Directions for this task:
Are you able to retype all the records below exactly?

+ + +

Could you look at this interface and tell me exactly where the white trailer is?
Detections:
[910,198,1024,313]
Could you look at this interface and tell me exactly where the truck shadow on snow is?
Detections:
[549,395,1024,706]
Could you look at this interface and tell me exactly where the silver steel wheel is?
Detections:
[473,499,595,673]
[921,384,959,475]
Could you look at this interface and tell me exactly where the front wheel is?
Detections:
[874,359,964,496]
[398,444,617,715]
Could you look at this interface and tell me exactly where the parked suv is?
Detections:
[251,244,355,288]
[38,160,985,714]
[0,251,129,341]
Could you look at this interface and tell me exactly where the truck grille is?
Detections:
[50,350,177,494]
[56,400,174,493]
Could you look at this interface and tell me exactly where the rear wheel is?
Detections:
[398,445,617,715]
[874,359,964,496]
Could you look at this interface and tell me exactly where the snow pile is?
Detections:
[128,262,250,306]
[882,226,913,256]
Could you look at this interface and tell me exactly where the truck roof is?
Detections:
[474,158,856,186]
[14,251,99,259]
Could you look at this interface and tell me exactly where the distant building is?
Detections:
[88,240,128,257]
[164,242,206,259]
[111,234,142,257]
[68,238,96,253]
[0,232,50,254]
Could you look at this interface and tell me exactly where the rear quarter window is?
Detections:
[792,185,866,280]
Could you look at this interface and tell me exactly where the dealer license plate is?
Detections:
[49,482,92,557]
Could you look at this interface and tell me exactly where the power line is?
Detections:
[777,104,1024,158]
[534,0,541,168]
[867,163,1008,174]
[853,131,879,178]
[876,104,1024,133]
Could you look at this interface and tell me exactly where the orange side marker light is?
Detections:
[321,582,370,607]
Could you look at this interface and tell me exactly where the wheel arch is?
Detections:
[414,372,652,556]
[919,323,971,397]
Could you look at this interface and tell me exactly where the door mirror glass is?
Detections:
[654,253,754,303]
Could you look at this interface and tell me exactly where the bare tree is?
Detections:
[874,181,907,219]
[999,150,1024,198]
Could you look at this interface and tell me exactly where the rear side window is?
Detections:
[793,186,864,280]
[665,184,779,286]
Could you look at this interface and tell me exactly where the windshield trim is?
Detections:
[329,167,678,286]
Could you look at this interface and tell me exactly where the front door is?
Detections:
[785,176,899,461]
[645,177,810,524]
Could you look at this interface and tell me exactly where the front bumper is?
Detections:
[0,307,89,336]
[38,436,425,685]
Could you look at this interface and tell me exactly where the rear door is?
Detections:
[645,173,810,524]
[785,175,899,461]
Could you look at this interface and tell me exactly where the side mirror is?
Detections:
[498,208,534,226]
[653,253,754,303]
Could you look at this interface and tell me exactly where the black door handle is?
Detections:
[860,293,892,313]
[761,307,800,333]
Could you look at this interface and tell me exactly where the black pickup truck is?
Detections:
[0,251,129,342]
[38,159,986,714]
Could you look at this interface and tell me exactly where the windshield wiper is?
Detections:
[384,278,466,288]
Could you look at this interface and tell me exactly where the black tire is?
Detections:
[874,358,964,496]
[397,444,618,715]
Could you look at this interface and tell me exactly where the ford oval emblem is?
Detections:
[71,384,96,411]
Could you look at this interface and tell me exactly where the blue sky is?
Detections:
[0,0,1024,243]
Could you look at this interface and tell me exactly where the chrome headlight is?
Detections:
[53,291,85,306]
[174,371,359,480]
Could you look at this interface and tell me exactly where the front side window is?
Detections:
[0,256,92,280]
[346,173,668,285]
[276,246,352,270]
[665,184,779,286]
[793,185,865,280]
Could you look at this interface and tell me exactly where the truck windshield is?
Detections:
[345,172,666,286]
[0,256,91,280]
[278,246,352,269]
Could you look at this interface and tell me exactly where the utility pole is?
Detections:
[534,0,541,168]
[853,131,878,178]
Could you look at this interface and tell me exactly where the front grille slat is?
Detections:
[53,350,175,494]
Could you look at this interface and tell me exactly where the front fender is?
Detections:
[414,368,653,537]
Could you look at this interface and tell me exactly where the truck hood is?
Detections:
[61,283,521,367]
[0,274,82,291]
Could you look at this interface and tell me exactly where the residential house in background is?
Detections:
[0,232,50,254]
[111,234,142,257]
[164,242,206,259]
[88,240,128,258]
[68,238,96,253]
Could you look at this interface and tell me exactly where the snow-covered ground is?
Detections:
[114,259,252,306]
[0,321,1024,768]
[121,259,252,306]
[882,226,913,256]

+ + +

Solution for this task:
Could you look at this interface and tell me exactly where the white trailer is?
Detections:
[910,198,1024,313]
Could you look at this interface and tell me exactly where the truck shadow on snow is?
Detections:
[549,395,1024,706]
Could you look at this interface and tell me exactly where the silver steel wheel is?
Detections:
[473,499,595,673]
[921,384,959,475]
Could you look at this interface and tell me exactly where the front wheel is?
Detections:
[874,359,964,496]
[398,444,617,715]
Could you look at this interface and tell me exactly where the parked suv is?
Detections:
[251,244,355,288]
[38,160,985,714]
[0,251,129,341]
Could you look at this interface and tell me exactly where the truck grille is?
Detections:
[50,350,177,494]
[56,400,174,493]
Could you look at this interface and tell me exactly where the rear wheel is?
Detections:
[398,445,617,715]
[874,359,964,496]
Could you look at this interface and tell me exactly where the snow pile is?
Detections:
[128,262,250,306]
[882,226,913,256]
Could you look at this interface and tell me exactly where the truck roof is?
Detections:
[474,158,856,186]
[14,251,99,259]
Could you look at this interface and tell me exactly where the distant building is?
Detections:
[88,240,128,257]
[164,242,206,259]
[111,234,142,257]
[68,238,96,253]
[0,232,50,254]
Could you look at this interface and tell me exactly where the rear quarter window is?
Detections:
[792,185,866,280]
Could you look at this interface and tell me exactly where the dealer license plate is?
Detections:
[49,482,92,557]
Could you look at this interface and tell me exactly where the power line is?
Detections:
[777,104,1024,158]
[534,0,541,168]
[867,163,1008,174]
[853,131,879,178]
[876,104,1024,133]
Could you look at this interface and tell me exactly where the orange side marker light is?
Detections:
[321,582,370,607]
Could you look at this interface and tell me exactly where the wheel arch is?
Detections:
[414,372,652,556]
[919,323,971,397]
Could you look at this interface and tell me exactly where the door mirror glass is?
Detections:
[654,253,754,303]
Could you look at this interface and tell me exactly where the bare tree is?
Detections:
[874,181,907,219]
[999,150,1024,198]
Could you look at this interface and tell me exactly where the rear side window is?
Detections:
[793,186,864,280]
[665,184,779,286]
Could you look at this interface and tell me exactly where the windshield trim is?
Detections:
[329,167,678,286]
Could you look at this interface and tell me exactly where the front door is?
Detections:
[785,176,899,461]
[645,177,810,524]
Could you look at this interface and tell me exactly where the front bumper is?
Detections:
[0,307,89,336]
[38,436,425,685]
Could you look at this interface and tell me exactly where the rear door is?
Detections:
[645,173,810,524]
[785,175,899,461]
Could you look at this interface and tell me exactly where the side mirror is?
Detections:
[498,208,534,226]
[653,253,754,303]
Could you look at this interface and tell me exactly where the black door handle is?
Detections:
[860,293,892,313]
[761,307,800,333]
Could you look at this interface and tell me exactly where the black pickup truck is?
Detections:
[0,251,129,342]
[38,159,986,714]
Could you look at this interface and tell me exactly where the windshield wiper is?
Detections:
[384,278,466,288]
Could you look at this interface and tell me exactly where the black tire is?
Detections:
[874,358,964,496]
[397,444,618,715]
Could you look at this interface and tell me exactly where the ford oval emblem is?
Detections:
[71,384,96,411]
Could you look at this interface and tell me exactly where the blue sky is?
Detections:
[0,0,1024,243]
Could you look at this interface and tell me exactly where the chrome headlight is?
Detections:
[53,291,85,306]
[174,371,359,480]
Could you look at this interface and tell me exactly where the front side window is?
Detections:
[0,256,92,280]
[346,173,668,285]
[276,246,352,270]
[665,184,779,286]
[793,185,865,280]
Could you look at this interface and tell me exactly where the truck windshield is?
Detections:
[345,172,666,286]
[0,256,91,280]
[278,246,352,269]
Could you look at this interface and tell me exactly where the utility pole is?
Detections:
[534,0,541,168]
[853,131,878,178]
Could you look at this interface and tell me exactly where the front grille slat is?
Detections:
[53,350,175,494]
Could you look at this interface and tell me exactly where the front fender is?
Detections:
[414,368,653,537]
Could you look at this interface and tell me exactly where the truck hood is?
Detections:
[61,283,521,367]
[0,274,82,291]
Could you look at this interface and tell me exactly where the residential house in background is?
Detections:
[0,232,50,254]
[111,234,142,257]
[164,242,206,259]
[88,240,128,258]
[68,238,96,253]
Could you look at this interface and tell me exactly where the snow-covered ground is?
Detections:
[114,259,252,306]
[0,321,1024,768]
[121,259,252,306]
[882,226,913,256]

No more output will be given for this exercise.